* SHORT EXERCISE *
Reproduce the sermon introduction word for word, everything from "Scripture Introduction" down to "men and women.".

* SUPPLIED TEXT *

[Start]

Scripture Introduction
A Christianity Today poll (February 10, 1992), found that half of all Americans believe in extrasensory perception. One of every four professing Christians believe in clairvoyance, and almost half in psychic healing. 25% believe the movement of the stars governs the affairs of men and women.
You have seen the effect in the cards and books in the self-help sections at Hallmark and Borders: “New Age Spirituality”; “Do It Yourself Religion”; “The Higher Path”; “Self-Esteem”; and “The Power of Positive Thinking.”
I even found an e-zine entitled, The Care & Feeding of Empaths and Highly Sensitive Persons. “This ezine allows clairsentients and conscious empaths to co-create resources that allow us to tap into the Divine Guidance of our sensitivities.”
Spirituality without Jesus sells; but is it real? Can one commune with God through nature as well as through this worship service? Is God simply a higher dimension reached by an inner journey to the soul? Is it true that “the more you love yourself, the greater your connection with God/Spirit/Source”? Can there be true spirituality without Jesus?
The answer and some of the reasons are given in the text we are studying this morning. Please listen as we hear the grumbling against Jesus and his response.

[End]

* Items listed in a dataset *
[Start]

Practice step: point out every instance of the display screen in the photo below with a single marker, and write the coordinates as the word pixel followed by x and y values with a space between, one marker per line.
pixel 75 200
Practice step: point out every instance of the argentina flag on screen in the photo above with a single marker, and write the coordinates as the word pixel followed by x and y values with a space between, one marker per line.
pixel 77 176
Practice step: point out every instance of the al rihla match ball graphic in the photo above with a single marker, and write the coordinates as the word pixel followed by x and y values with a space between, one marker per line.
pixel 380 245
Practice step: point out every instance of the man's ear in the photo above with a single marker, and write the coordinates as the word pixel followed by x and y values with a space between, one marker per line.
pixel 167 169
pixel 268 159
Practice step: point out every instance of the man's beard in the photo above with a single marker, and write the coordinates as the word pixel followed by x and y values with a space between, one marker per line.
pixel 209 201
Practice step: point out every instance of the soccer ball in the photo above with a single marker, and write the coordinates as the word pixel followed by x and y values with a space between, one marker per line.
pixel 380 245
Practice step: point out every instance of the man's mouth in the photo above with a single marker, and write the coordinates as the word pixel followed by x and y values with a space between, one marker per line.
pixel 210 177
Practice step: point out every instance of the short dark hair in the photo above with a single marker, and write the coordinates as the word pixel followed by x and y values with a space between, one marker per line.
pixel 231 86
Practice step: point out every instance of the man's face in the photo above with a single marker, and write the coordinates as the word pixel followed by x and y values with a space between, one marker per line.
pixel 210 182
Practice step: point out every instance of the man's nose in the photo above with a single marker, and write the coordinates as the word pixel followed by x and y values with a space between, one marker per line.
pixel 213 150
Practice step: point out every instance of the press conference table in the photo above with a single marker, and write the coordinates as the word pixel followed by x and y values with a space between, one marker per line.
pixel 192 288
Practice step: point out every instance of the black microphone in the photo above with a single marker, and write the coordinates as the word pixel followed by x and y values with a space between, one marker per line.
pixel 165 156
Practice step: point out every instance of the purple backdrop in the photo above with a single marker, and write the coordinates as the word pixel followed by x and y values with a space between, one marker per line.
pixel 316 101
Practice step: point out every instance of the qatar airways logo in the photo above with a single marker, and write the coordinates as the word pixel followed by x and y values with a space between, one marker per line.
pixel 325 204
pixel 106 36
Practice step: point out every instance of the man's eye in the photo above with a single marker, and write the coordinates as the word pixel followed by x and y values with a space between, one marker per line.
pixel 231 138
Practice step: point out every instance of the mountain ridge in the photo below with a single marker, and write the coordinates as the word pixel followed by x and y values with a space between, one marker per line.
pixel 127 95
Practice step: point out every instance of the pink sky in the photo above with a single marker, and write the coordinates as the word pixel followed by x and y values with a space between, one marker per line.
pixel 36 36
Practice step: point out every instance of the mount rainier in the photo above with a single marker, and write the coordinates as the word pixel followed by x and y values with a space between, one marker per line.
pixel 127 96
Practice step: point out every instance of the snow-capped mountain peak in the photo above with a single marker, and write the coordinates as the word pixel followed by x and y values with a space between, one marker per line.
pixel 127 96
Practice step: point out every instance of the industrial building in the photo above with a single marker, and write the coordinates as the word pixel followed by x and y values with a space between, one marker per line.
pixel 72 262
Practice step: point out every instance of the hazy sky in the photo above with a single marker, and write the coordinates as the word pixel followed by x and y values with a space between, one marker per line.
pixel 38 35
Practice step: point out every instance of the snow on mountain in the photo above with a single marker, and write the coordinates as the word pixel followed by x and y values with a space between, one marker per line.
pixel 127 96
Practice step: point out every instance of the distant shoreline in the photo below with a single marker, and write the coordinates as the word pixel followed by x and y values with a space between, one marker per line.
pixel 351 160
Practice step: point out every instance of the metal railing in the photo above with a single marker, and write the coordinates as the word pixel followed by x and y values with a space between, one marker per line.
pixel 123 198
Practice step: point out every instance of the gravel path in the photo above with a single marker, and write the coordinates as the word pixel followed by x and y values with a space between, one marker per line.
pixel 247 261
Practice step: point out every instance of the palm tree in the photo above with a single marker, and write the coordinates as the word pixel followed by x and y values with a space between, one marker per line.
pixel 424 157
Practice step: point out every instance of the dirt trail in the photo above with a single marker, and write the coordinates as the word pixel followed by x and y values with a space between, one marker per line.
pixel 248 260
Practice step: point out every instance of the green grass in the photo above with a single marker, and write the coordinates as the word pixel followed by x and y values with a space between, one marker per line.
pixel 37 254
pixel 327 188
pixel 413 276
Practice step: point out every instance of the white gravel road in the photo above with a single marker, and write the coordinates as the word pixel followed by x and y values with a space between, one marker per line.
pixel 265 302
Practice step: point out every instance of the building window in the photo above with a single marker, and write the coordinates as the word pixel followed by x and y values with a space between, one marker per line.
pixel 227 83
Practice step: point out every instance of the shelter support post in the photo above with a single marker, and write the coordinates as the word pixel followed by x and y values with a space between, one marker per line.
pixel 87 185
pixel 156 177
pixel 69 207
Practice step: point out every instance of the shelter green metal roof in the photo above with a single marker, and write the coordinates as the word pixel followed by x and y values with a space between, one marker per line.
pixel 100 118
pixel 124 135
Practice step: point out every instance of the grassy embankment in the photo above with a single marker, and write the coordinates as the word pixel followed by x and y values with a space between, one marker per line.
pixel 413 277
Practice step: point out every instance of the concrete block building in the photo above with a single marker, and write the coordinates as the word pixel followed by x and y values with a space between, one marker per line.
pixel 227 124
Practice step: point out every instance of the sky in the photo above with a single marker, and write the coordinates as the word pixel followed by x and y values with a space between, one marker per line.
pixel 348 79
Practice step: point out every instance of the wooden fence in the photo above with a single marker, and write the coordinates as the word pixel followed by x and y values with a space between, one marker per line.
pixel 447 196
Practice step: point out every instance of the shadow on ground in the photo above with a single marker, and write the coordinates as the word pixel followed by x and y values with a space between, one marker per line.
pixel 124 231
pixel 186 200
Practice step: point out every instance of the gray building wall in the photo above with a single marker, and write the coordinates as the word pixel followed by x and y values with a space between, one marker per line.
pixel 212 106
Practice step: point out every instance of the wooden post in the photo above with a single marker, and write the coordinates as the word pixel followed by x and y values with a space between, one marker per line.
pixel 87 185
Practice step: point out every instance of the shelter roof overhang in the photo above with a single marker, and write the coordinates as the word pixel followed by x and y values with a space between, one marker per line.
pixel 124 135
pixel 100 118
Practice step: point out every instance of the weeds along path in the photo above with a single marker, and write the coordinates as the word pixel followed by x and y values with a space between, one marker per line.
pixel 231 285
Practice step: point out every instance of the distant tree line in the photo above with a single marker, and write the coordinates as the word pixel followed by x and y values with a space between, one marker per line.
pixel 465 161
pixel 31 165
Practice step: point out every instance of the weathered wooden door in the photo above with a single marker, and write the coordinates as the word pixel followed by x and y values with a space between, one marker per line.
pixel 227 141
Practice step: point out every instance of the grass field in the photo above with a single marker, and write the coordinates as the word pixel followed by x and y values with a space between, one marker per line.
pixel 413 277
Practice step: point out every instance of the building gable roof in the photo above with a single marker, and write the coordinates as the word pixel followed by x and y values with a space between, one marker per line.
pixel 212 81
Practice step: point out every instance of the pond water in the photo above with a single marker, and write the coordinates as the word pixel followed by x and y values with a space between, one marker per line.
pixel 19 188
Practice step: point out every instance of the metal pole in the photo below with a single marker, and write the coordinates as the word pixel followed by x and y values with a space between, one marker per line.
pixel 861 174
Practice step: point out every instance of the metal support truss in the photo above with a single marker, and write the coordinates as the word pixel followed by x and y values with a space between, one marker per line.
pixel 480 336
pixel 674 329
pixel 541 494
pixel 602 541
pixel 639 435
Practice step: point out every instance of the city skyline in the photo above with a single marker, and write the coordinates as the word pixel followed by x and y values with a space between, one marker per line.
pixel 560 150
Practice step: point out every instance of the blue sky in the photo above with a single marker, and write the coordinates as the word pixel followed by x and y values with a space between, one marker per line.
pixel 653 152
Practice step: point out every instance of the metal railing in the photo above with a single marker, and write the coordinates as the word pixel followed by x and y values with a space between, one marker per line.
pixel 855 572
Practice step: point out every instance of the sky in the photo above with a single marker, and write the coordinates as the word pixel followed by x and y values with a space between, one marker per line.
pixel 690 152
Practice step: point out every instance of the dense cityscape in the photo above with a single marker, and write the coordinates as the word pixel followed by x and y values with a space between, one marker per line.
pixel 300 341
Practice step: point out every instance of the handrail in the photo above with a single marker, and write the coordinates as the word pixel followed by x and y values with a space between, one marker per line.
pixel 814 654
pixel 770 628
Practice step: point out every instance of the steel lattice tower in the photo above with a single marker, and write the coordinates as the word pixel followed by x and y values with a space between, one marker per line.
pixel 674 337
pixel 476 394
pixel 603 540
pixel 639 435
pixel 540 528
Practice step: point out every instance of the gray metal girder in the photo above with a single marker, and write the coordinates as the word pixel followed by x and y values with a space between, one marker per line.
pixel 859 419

[End]

* EXERCISE OUTPUT *
Scripture Introduction
A Christianity Today poll (February 10, 1992), found that half of all Americans believe in extrasensory perception. One of every four professing Christians believe in clairvoyance, and almost half in psychic healing. 25% believe the movement of the stars governs the affairs of men and women.